Provided passage →
Fix prism error messages with multibyte truncation

When a line is going to be displayed in an error message that
contains multibyte characters, we need to respect the encoding
of the source and truncate only at a character boundary, as
opposed to a raw byte boundary.

Fixes [Bug #21528]
This commit is contained in:
Kevin Newton 2025-09-12 21:13:40 -04:00
parent 4f4b4e3b37
commit d781d69a06

View File

@ -10627,7 +10627,26 @@ pm_parse_errors_format_line(const pm_parser_t *parser, const pm_newline_list_t *
// Here we determine if we should truncate the end of the line.

Provided material →
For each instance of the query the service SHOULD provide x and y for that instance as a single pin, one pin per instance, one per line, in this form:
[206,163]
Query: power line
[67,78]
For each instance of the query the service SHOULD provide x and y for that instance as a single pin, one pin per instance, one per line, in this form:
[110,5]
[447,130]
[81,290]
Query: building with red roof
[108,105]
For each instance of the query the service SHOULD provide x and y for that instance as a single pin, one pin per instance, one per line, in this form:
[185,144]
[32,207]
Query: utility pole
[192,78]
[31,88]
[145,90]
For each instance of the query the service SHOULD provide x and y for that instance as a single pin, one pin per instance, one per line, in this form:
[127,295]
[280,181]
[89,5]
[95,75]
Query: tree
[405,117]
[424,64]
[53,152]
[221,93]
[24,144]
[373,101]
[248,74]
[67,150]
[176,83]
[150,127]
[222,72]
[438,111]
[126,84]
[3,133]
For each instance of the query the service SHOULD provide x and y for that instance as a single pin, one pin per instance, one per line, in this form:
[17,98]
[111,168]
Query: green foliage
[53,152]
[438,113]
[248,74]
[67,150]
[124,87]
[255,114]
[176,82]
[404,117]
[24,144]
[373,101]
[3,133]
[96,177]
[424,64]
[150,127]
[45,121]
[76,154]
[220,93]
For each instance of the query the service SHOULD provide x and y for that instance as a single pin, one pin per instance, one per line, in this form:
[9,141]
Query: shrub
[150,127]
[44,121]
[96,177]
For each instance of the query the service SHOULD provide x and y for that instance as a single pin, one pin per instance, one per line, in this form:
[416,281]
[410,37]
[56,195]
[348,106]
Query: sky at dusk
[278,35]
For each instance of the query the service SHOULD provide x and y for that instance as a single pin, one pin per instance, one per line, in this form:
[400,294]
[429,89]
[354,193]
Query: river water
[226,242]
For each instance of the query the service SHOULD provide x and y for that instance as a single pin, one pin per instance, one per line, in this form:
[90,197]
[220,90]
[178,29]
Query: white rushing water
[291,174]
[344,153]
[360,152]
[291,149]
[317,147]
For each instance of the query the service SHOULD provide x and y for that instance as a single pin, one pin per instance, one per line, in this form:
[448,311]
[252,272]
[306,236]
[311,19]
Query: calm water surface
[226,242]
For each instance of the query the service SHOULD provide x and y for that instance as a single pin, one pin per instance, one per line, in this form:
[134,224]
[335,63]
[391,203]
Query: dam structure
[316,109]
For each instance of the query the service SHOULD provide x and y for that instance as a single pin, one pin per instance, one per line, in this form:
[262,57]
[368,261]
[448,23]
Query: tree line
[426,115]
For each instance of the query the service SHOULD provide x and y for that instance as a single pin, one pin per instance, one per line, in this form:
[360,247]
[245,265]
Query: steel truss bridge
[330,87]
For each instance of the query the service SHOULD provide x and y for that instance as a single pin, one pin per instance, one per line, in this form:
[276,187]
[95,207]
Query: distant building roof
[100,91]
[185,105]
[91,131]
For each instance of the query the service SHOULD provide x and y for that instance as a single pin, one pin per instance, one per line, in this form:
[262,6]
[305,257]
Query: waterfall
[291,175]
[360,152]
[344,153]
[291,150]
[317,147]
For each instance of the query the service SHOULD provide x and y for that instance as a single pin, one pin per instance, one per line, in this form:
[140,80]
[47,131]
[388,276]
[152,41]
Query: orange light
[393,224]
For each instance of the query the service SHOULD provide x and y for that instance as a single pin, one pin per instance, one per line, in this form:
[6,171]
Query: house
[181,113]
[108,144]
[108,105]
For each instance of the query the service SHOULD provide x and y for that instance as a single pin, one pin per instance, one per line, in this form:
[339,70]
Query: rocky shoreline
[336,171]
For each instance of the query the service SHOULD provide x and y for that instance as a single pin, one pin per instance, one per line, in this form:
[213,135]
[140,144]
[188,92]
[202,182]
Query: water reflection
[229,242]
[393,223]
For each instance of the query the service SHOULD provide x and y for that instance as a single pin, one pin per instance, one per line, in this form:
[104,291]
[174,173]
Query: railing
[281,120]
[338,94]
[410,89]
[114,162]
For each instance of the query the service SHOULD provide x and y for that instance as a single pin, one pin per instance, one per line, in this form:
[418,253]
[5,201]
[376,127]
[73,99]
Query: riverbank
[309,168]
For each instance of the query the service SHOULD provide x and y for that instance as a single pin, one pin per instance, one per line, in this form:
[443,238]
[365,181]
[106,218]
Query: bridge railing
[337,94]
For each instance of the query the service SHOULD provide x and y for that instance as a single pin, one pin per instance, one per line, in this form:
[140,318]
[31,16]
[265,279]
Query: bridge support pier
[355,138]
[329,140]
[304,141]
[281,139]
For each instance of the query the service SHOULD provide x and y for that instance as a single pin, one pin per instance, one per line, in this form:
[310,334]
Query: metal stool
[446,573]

* * *

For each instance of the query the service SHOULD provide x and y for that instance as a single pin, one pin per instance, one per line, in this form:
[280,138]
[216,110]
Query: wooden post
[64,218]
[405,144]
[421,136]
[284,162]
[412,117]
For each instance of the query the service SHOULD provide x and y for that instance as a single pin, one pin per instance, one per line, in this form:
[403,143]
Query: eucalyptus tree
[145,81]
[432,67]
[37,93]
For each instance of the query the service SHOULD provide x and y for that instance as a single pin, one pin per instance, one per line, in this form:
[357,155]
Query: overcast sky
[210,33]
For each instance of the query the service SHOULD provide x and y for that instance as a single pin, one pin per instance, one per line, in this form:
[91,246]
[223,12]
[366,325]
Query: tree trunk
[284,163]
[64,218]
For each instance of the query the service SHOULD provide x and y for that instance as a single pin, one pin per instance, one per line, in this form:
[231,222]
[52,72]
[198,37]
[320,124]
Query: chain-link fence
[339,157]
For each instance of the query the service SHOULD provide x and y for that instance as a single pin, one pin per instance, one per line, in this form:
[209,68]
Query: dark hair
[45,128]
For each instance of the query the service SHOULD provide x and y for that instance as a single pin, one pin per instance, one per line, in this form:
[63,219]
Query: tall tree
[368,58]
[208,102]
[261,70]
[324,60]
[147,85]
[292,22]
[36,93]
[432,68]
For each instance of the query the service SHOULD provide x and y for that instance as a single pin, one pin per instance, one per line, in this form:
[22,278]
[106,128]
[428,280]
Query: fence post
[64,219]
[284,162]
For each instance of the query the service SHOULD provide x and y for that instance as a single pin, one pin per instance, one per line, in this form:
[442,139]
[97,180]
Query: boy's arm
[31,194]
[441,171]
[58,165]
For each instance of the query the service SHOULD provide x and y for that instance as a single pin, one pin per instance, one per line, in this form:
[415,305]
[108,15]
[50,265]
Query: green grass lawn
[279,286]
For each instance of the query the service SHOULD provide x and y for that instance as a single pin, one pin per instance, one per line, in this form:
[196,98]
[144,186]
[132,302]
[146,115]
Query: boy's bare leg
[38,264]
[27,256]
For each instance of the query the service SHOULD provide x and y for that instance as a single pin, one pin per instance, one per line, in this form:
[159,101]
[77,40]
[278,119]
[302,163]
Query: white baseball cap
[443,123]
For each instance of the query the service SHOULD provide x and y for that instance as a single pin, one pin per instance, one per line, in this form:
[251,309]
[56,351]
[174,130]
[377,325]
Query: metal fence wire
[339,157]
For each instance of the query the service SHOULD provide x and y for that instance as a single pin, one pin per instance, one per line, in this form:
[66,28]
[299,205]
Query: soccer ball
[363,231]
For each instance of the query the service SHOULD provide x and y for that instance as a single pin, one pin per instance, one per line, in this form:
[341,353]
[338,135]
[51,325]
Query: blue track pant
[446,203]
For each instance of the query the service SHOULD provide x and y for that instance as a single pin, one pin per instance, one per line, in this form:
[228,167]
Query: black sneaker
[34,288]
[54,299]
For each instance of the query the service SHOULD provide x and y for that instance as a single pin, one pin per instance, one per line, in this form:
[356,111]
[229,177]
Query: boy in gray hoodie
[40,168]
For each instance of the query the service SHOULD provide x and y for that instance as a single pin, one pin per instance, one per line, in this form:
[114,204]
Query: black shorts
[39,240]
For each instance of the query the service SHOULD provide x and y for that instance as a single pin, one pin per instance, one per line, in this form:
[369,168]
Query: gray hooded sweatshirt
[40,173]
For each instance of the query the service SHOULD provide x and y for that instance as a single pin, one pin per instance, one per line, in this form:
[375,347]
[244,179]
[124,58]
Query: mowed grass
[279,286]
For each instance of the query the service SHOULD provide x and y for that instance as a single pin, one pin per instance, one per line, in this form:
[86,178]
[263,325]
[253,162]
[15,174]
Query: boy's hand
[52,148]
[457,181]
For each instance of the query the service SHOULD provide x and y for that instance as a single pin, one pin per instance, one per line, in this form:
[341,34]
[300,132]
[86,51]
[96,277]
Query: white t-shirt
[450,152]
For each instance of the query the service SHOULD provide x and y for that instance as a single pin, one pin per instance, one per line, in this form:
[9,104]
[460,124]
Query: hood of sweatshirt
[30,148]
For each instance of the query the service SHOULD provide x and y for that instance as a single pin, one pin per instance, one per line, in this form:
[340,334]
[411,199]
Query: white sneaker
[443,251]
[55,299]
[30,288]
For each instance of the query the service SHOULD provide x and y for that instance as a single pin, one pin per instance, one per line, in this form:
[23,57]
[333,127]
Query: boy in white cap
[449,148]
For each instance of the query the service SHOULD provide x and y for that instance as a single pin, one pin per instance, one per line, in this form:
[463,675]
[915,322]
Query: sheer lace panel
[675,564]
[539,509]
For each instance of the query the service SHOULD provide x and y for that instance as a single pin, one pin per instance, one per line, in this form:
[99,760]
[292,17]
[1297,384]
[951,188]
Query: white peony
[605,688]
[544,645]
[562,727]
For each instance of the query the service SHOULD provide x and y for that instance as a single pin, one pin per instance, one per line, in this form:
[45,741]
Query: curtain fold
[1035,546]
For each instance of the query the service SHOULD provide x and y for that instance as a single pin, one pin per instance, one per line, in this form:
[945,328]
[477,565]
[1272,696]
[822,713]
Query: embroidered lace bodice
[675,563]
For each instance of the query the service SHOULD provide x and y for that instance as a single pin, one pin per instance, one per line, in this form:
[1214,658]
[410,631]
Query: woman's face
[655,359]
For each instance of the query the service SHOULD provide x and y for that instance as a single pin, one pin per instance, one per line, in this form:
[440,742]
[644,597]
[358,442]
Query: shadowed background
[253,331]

--

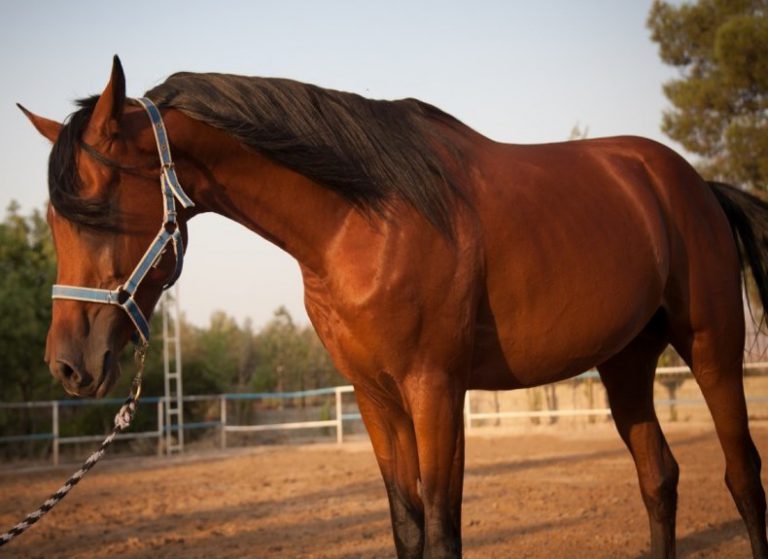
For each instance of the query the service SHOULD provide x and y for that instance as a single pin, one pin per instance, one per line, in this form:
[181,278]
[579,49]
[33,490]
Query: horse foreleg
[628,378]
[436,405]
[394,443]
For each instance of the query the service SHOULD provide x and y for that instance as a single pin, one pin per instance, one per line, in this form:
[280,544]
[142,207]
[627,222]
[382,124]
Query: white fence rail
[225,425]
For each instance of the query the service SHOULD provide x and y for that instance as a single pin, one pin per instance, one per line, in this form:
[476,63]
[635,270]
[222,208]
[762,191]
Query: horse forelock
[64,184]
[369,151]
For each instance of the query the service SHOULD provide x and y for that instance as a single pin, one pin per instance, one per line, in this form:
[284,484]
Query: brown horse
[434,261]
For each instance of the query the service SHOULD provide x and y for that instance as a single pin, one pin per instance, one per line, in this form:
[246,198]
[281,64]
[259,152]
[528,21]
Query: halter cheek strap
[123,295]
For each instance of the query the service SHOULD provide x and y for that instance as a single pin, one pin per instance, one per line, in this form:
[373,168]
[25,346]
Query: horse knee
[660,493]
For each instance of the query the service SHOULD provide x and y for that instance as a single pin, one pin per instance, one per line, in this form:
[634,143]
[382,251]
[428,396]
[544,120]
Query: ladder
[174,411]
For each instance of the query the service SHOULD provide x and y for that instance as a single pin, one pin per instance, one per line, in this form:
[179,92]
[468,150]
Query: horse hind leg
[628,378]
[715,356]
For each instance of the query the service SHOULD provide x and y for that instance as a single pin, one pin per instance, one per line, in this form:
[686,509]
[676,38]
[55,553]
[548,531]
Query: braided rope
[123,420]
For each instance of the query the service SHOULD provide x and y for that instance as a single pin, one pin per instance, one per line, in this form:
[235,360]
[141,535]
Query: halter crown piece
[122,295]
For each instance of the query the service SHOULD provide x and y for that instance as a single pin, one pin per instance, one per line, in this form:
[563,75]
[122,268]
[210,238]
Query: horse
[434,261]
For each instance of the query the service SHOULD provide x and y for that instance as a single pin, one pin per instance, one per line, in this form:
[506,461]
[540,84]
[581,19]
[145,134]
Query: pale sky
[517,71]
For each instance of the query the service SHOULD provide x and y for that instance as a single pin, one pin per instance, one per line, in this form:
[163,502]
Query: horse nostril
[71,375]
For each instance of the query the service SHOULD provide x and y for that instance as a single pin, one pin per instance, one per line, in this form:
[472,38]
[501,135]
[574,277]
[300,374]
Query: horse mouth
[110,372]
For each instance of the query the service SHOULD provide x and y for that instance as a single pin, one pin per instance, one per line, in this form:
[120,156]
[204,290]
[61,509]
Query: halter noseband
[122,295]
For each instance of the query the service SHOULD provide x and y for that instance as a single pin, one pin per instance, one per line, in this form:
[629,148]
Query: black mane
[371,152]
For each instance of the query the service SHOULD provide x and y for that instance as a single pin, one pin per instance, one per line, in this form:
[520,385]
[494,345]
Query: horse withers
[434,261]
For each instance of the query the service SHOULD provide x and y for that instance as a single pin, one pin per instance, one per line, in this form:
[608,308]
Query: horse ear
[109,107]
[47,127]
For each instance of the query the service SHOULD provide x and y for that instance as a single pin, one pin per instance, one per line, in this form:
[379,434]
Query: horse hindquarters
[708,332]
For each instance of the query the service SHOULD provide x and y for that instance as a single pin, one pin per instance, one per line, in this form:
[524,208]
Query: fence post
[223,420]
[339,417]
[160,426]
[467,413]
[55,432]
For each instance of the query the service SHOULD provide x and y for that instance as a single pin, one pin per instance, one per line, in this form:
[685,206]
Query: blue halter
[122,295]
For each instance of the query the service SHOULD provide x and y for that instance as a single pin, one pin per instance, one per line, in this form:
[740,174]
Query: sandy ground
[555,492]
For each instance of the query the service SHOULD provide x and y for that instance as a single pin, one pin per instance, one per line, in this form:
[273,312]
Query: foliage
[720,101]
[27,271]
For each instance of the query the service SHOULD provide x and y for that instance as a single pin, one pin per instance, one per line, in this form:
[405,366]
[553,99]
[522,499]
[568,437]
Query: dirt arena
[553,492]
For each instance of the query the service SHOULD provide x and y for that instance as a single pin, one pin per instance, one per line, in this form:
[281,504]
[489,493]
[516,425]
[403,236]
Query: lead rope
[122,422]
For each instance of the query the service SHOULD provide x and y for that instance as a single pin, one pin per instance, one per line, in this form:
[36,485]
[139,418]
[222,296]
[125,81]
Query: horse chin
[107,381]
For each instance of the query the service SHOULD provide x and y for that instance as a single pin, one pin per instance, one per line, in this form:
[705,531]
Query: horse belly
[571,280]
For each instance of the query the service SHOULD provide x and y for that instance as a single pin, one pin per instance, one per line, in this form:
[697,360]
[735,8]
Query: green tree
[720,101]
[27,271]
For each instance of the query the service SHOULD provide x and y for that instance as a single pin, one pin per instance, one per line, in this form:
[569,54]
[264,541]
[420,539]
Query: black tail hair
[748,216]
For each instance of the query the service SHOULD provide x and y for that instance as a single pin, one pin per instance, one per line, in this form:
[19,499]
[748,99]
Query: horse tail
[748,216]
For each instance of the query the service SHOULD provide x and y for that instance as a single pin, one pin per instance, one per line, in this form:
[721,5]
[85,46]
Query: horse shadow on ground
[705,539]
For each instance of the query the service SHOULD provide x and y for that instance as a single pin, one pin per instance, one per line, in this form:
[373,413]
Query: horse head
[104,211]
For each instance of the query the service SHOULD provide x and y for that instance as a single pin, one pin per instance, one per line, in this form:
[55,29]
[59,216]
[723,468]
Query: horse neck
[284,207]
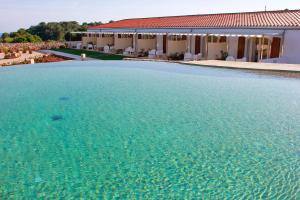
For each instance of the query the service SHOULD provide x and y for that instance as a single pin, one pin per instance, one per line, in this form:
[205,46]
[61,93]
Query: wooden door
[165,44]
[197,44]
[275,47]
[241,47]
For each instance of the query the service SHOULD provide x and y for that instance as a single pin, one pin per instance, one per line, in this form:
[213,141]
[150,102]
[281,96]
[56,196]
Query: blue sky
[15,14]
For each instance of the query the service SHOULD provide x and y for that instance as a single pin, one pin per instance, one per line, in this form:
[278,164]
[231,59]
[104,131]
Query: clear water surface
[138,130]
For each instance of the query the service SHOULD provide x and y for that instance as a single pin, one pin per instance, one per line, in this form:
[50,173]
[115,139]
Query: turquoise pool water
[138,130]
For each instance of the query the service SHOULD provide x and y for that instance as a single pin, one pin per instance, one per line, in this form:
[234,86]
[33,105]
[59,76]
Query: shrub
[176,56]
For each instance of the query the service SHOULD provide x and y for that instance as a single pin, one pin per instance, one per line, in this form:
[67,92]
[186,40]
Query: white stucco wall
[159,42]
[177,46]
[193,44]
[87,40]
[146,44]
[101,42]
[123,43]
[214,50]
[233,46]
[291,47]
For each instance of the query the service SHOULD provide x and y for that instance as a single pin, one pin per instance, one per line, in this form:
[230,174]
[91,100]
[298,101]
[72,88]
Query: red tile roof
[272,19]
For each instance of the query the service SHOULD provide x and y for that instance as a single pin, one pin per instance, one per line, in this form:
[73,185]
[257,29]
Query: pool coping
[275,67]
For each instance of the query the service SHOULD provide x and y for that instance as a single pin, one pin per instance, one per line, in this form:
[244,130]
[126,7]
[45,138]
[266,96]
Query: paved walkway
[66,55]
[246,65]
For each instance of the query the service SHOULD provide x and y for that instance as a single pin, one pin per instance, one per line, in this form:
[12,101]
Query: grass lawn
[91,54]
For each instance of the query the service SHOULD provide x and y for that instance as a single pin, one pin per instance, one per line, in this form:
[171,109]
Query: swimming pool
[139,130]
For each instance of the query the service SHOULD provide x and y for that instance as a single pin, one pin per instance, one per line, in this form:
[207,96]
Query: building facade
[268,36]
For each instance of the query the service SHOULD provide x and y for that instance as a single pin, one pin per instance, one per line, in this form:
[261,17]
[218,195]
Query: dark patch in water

Stated goal 1 → Reproduce the commit text on Prism error messages, from "Fixes [Bug #21528]" down to "of the line.".
Stated goal 2 → Write the next part of the commit text on multibyte truncation in Prism error messages, picking up after its last line.

Exercise response 1 →
Fixes [Bug #21528]
This commit is contained in:
Kevin Newton 2025-09-12 21:13:40 -04:00
parent 4f4b4e3b37
commit d781d69a06

View File

@ -10627,7 +10627,26 @@ pm_parse_errors_format_line(const pm_parser_t *parser, const pm_newline_list_t *
// Here we determine if we should truncate the end of the line.

Exercise response 2 →
bool truncate_end = false;
if ((column_end != 0) && ((end - (start + column_end)) >= PM_ERROR_TRUNCATE)) {
end = start + column_end + PM_ERROR_TRUNCATE;
const uint8_t *end_candidate = start + column_end + PM_ERROR_TRUNCATE;
for (const uint8_t *ptr = start; ptr < end_candidate;) {
size_t char_width = parser->encoding->char_width(ptr, parser->end - ptr);
// If we failed to decode a character, then just bail out and
// truncate at the fixed width.
if (char_width == 0) break;
// If this next character would go past the end candidate,
// then we need to truncate before it.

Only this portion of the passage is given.